TEXTE FOURNI:
La manifestation policière du 19 mai est un échec complet pour les factieux. Le nombre des policiers présent n’a pas excédé 3000 personnes. Les délires verbaux des dirigeants ont ruiné le crédit moral de l’initiative, pourtant habilement déguisée d’abord en « hommage aux policiers morts ». La sidération outrée qui a entouré la présence des trois dirigeants Jadot, Roussel, Faure a affiché un rejet net dans l’opinion à gauche.
D’autres bons signes ont été là encore. Nous pensions être une fois de plus tous seuls et enfermés par un nouveau cercle de mise en cause médiatiquement généralisé. Nous pensions que cela serait aggravé par la collusion des figures de la gauche traditionnelle avec la dérive sécuritaire. Pourtant, contrairement à ce que nous avons cru, notre résistance a fonctionné comme un déclic libérant la parole dans nombre de secteurs. Et bien plus : contrairement à nos prévisions, une certaine prise de distance avec les factions policières s’est notée dans les médias. Et on a même vu l’incroyable : des gens se solidariser de la réaction des Insoumis et même citant mon nom pour faire autre chose que pour me flétrir.

DONNÉES EXTRAITES:
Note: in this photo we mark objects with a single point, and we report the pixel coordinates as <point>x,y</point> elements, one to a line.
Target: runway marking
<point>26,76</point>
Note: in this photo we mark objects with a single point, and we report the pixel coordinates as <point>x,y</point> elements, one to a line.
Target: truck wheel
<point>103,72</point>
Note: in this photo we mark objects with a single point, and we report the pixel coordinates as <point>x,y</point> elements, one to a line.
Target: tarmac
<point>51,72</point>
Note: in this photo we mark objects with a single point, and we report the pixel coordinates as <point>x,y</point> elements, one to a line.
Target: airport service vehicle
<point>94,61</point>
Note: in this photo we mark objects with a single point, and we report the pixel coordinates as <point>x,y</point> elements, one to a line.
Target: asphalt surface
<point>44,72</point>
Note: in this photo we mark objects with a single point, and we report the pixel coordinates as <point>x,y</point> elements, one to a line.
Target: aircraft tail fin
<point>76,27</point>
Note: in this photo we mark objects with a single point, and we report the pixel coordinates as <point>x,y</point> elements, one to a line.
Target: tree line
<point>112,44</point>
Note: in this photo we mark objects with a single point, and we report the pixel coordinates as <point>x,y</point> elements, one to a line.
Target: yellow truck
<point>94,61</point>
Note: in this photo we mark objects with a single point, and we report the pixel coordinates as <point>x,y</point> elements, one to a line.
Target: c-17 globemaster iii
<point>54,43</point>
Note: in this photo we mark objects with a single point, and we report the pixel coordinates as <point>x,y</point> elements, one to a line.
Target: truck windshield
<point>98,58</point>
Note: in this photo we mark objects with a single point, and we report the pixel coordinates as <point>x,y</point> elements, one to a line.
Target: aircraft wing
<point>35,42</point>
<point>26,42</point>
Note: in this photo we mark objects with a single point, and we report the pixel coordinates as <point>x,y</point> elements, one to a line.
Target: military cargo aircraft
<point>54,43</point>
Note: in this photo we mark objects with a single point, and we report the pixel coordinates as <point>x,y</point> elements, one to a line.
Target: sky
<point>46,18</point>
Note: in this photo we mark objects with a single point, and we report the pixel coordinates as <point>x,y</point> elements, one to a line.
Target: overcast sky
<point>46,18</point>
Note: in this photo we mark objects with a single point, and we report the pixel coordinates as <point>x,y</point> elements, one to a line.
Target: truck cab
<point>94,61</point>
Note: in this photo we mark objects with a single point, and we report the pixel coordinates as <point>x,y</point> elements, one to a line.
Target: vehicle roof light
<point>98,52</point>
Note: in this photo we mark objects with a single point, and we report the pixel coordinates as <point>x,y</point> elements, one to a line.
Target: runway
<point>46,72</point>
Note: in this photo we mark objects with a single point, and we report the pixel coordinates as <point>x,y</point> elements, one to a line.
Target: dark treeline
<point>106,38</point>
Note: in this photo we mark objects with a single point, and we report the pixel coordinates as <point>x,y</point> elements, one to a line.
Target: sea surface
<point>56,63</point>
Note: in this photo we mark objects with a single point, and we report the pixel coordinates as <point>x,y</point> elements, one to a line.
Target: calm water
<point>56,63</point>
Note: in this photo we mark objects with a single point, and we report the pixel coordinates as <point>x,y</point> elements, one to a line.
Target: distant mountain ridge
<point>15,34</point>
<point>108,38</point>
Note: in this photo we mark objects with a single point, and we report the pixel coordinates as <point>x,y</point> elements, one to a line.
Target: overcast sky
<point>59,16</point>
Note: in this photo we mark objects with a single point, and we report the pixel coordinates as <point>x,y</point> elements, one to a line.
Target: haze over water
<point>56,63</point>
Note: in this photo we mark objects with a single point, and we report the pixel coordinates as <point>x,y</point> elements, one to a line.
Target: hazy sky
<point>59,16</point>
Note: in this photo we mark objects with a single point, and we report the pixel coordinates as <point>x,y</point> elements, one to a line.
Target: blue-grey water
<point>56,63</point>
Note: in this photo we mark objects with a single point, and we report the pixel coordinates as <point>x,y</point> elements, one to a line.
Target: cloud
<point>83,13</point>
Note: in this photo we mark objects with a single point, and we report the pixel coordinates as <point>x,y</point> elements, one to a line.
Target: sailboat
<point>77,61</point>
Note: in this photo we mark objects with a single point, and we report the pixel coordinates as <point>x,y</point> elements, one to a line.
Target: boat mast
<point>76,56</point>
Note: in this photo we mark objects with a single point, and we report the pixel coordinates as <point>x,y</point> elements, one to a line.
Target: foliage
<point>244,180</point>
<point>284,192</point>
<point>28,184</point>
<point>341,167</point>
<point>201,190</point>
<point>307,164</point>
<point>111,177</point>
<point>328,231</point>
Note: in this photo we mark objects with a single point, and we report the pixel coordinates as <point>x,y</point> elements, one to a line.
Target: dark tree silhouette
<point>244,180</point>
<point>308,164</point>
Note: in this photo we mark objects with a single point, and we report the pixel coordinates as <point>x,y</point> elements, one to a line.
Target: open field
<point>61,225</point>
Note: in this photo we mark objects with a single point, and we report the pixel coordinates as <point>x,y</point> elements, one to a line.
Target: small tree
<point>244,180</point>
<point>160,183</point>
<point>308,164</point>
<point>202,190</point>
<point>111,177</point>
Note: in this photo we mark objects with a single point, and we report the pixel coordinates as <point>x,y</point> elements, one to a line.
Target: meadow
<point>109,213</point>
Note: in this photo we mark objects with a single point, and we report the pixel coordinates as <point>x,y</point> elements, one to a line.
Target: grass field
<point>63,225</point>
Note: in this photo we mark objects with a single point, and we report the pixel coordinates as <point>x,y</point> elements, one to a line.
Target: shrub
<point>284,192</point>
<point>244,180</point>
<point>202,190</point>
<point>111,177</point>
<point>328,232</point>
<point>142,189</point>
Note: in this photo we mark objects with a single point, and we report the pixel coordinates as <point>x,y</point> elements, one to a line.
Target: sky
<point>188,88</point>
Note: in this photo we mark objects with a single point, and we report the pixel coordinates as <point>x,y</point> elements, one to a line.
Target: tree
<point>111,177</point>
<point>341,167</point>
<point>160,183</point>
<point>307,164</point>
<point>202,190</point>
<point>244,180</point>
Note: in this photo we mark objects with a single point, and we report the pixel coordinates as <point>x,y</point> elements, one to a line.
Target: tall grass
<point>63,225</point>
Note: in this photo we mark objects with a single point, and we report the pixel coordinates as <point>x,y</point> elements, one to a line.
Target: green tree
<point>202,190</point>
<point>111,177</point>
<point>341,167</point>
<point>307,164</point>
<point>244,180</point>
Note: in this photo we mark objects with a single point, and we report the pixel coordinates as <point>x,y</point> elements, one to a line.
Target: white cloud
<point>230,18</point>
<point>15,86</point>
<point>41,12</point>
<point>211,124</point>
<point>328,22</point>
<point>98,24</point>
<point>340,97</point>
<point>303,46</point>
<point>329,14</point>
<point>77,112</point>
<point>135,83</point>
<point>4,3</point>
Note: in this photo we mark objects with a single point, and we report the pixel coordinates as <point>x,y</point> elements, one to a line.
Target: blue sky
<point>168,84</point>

CONSIGNE: Recopiez sans rien changer le passage du texte sur la manifestation policière du 19 mai qui va de « La manifestation policière » jusqu'à « l’opinion à gauche. » inclus.

CORRIGÉ:
La manifestation policière du 19 mai est un échec complet pour les factieux. Le nombre des policiers présent n’a pas excédé 3000 personnes. Les délires verbaux des dirigeants ont ruiné le crédit moral de l’initiative, pourtant habilement déguisée d’abord en « hommage aux policiers morts ». La sidération outrée qui a entouré la présence des trois dirigeants Jadot, Roussel, Faure a affiché un rejet net dans l’opinion à gauche.